[Start of Attachment]

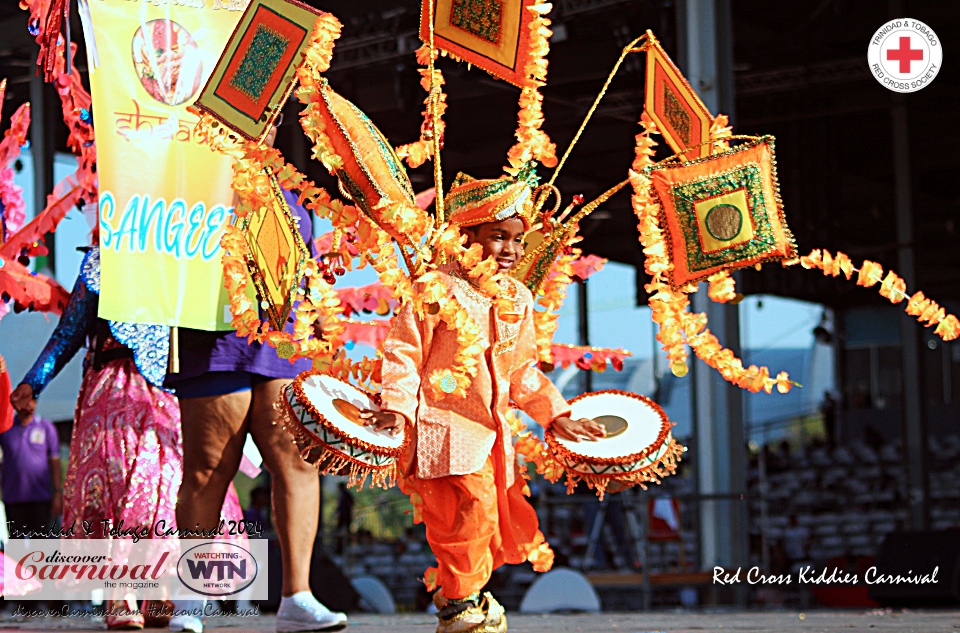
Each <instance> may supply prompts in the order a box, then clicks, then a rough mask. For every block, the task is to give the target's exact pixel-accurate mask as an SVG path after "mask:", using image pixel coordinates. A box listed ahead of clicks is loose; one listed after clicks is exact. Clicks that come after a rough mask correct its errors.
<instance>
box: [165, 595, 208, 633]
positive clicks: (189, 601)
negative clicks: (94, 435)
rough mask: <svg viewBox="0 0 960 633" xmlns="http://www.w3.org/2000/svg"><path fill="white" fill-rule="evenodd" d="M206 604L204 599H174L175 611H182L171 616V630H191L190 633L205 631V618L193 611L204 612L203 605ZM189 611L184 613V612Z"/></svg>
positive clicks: (202, 612) (203, 605)
mask: <svg viewBox="0 0 960 633" xmlns="http://www.w3.org/2000/svg"><path fill="white" fill-rule="evenodd" d="M205 604H206V601H204V600H174V601H173V612H174V613H181V615H175V616H173V617H172V618H170V624H169V628H170V630H171V631H189V632H190V633H203V620H201V619H200V617H199V616H196V615H193V613H203V607H204V605H205ZM184 611H186V612H189V613H182V612H184Z"/></svg>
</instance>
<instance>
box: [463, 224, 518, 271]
mask: <svg viewBox="0 0 960 633" xmlns="http://www.w3.org/2000/svg"><path fill="white" fill-rule="evenodd" d="M463 230H464V232H465V233H466V235H467V246H470V245H472V244H480V246H482V247H483V258H484V259H487V258H488V257H493V258H494V259H495V260H496V262H497V270H498V272H501V273H506V272H509V271H510V270H512V269H513V268H514V267H515V266H516V265H517V264H519V263H520V260H521V259H522V258H523V235H524V233H525V232H526V231H525V230H524V224H523V220H521V219H520V218H518V217H512V218H507V219H506V220H500V221H499V222H485V223H483V224H478V225H476V226H469V227H464V229H463Z"/></svg>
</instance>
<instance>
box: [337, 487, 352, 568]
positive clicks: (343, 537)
mask: <svg viewBox="0 0 960 633" xmlns="http://www.w3.org/2000/svg"><path fill="white" fill-rule="evenodd" d="M352 524H353V495H351V494H350V491H349V490H347V484H346V483H344V482H340V496H339V498H338V499H337V551H338V552H339V553H341V554H342V553H343V552H344V551H346V549H347V543H348V542H349V541H350V535H351V534H352V533H353V531H352V529H351V525H352Z"/></svg>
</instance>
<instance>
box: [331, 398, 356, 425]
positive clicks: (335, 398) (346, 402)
mask: <svg viewBox="0 0 960 633" xmlns="http://www.w3.org/2000/svg"><path fill="white" fill-rule="evenodd" d="M333 408H334V409H336V410H337V412H338V413H339V414H340V415H342V416H343V417H344V418H346V419H347V420H350V421H351V422H353V423H354V424H359V425H360V426H363V420H361V419H360V409H359V408H358V407H357V405H355V404H353V403H352V402H348V401H346V400H343V399H342V398H334V399H333Z"/></svg>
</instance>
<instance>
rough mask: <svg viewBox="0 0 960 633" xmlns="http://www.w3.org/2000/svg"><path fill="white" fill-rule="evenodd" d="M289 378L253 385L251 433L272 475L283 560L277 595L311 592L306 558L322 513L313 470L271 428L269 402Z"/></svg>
mask: <svg viewBox="0 0 960 633" xmlns="http://www.w3.org/2000/svg"><path fill="white" fill-rule="evenodd" d="M289 382H290V381H289V380H283V379H278V380H271V381H268V382H265V383H261V384H259V385H256V386H254V389H253V407H252V409H251V412H250V415H251V420H250V434H251V435H253V439H254V441H255V442H256V443H257V447H258V448H259V449H260V453H261V455H263V461H264V465H265V466H266V467H267V470H268V471H270V474H271V475H272V480H271V481H272V485H273V488H272V493H273V519H274V527H276V529H277V537H278V538H279V539H280V552H281V555H282V558H283V587H282V589H281V593H282V595H284V596H291V595H293V594H295V593H297V592H300V591H308V590H309V589H310V559H311V558H312V554H313V542H314V540H315V539H316V536H317V520H318V514H319V512H320V478H319V476H318V475H317V469H316V468H314V467H313V466H311V465H310V464H308V463H306V462H305V461H303V460H302V459H301V458H300V453H299V451H297V448H296V446H294V444H293V442H292V437H291V435H290V434H289V433H287V432H286V431H284V430H283V429H281V428H280V427H279V426H274V424H273V422H274V420H276V419H277V412H276V411H274V409H273V404H274V403H275V402H276V401H277V397H278V395H279V393H280V389H281V388H282V387H283V386H284V385H286V384H288V383H289Z"/></svg>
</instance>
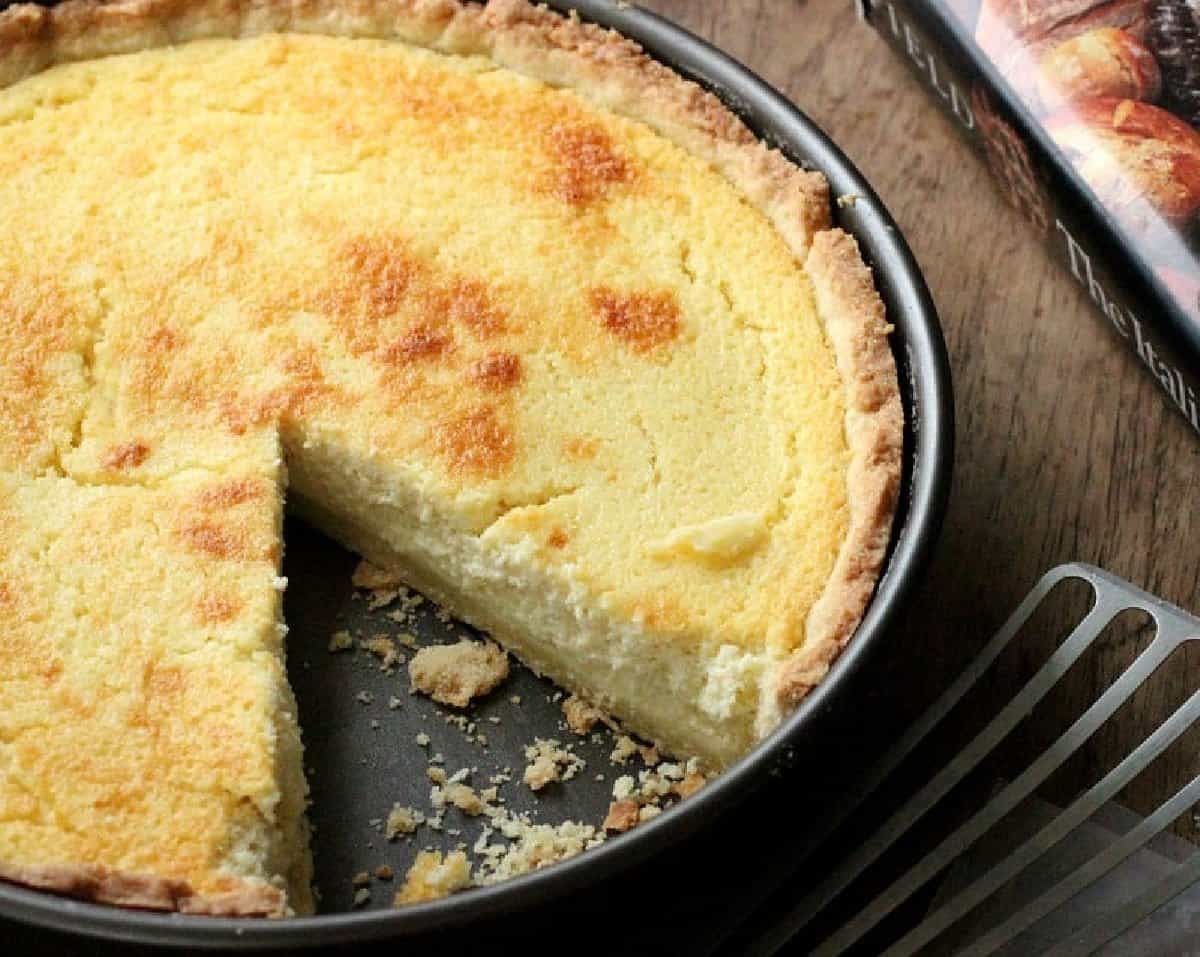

[End of Attachment]

> **Action item**
Starting at the line that contains "positive clicks: (202, 612) (203, 605)" and stopping after the line that contains "box: [331, 398, 356, 425]", write out every line exactly as it appears above, and no other line.

> **The answer**
positive clicks: (202, 612) (203, 605)
mask: <svg viewBox="0 0 960 633" xmlns="http://www.w3.org/2000/svg"><path fill="white" fill-rule="evenodd" d="M205 604H206V601H204V600H174V601H173V612H174V613H181V615H175V616H173V617H172V618H170V624H169V628H170V630H171V631H189V632H190V633H203V620H201V619H200V617H199V616H196V615H193V613H203V607H204V605H205ZM184 611H186V612H189V613H182V612H184Z"/></svg>
</instance>
<instance>
box: [463, 224, 518, 271]
mask: <svg viewBox="0 0 960 633" xmlns="http://www.w3.org/2000/svg"><path fill="white" fill-rule="evenodd" d="M463 230H464V232H465V233H466V235H467V246H470V245H472V244H480V246H482V247H483V258H484V259H487V258H488V257H493V258H494V259H495V260H496V262H497V270H498V272H501V273H506V272H509V271H510V270H512V269H513V268H514V267H515V266H516V265H517V264H519V263H520V260H521V259H522V258H523V235H524V233H525V232H526V231H525V230H524V224H523V220H521V219H520V218H518V217H512V218H507V219H506V220H500V221H499V222H485V223H483V224H478V225H476V226H469V227H464V229H463Z"/></svg>
</instance>
<instance>
box: [337, 487, 352, 568]
positive clicks: (343, 537)
mask: <svg viewBox="0 0 960 633" xmlns="http://www.w3.org/2000/svg"><path fill="white" fill-rule="evenodd" d="M352 524H353V495H351V494H350V491H349V490H347V484H346V483H344V482H340V496H339V498H338V499H337V551H338V552H339V553H341V554H342V553H343V552H344V551H346V549H347V543H348V542H349V541H350V535H351V534H352V533H353V531H352V529H351V525H352Z"/></svg>
</instance>
<instance>
box: [331, 398, 356, 425]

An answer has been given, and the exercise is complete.